Directions
Look through the entries below, please, and copy every line with the word "petal".

[Records from a collection]
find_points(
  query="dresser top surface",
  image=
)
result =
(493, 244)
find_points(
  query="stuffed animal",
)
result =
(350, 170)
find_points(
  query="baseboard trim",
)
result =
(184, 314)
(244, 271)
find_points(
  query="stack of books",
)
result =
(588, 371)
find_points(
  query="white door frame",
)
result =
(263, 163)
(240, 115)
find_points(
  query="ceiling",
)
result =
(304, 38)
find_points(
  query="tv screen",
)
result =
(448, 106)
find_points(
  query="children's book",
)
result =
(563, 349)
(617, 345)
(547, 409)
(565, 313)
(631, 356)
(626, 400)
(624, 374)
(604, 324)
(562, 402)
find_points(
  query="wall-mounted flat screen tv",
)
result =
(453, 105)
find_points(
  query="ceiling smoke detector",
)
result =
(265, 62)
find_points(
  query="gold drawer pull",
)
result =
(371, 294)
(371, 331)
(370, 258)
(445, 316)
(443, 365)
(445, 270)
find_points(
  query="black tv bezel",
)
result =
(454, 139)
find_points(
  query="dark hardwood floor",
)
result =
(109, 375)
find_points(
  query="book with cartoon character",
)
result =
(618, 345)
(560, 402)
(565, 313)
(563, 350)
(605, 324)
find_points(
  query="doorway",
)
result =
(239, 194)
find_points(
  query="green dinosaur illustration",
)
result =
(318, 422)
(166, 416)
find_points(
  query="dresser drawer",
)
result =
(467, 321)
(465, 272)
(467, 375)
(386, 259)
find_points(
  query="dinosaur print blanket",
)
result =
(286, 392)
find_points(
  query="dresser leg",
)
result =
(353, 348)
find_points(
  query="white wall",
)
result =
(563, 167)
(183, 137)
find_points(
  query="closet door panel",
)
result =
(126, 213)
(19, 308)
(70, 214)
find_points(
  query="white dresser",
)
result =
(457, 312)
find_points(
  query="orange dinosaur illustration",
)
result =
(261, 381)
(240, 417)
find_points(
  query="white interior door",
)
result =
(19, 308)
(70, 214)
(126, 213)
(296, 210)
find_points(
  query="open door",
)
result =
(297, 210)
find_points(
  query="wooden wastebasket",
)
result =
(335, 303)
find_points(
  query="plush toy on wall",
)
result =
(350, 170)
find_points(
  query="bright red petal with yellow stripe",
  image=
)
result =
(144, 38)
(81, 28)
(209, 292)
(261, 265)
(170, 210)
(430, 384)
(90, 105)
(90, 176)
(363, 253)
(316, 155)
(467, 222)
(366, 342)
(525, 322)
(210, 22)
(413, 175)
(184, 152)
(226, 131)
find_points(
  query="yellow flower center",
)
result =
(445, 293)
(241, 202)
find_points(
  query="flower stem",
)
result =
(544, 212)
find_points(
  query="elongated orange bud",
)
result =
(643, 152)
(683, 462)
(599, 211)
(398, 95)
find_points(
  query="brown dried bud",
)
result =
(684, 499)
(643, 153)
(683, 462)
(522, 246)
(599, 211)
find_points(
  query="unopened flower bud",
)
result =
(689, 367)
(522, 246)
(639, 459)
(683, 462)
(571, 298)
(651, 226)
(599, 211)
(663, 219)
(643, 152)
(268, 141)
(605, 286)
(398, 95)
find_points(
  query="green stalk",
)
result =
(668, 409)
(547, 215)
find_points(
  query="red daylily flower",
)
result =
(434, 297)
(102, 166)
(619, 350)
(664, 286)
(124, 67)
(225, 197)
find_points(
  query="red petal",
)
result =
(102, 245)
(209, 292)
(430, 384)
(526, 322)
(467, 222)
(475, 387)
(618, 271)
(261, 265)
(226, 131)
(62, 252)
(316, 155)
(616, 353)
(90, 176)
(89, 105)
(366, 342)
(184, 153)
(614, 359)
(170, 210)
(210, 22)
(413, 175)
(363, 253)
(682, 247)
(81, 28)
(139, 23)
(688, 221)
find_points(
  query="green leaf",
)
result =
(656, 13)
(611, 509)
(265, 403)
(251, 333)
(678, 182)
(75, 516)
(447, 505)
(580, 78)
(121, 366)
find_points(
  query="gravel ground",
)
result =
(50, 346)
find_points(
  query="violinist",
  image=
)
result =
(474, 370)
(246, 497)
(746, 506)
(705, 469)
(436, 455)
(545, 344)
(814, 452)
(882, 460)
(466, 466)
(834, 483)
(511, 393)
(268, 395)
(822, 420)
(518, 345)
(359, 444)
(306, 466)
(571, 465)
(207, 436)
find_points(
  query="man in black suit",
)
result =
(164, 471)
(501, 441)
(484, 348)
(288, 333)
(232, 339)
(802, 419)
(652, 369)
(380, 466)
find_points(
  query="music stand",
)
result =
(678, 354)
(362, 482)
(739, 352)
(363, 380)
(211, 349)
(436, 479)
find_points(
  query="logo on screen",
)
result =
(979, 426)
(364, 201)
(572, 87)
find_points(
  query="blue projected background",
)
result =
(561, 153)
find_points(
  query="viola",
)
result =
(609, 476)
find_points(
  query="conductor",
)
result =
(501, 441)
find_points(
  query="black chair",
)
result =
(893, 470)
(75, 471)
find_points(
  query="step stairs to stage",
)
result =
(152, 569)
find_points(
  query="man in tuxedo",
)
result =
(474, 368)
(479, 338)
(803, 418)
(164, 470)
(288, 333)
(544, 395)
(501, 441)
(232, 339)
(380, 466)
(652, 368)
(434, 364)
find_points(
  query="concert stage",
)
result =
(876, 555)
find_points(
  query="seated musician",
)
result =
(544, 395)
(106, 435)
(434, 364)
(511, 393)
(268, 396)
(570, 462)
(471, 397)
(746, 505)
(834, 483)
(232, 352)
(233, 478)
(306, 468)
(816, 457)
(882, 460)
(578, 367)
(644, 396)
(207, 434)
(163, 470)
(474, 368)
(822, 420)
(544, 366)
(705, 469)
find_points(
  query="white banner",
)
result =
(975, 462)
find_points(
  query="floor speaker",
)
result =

Your solution
  query="bright red petal with yellow stripe",
  query="red petal",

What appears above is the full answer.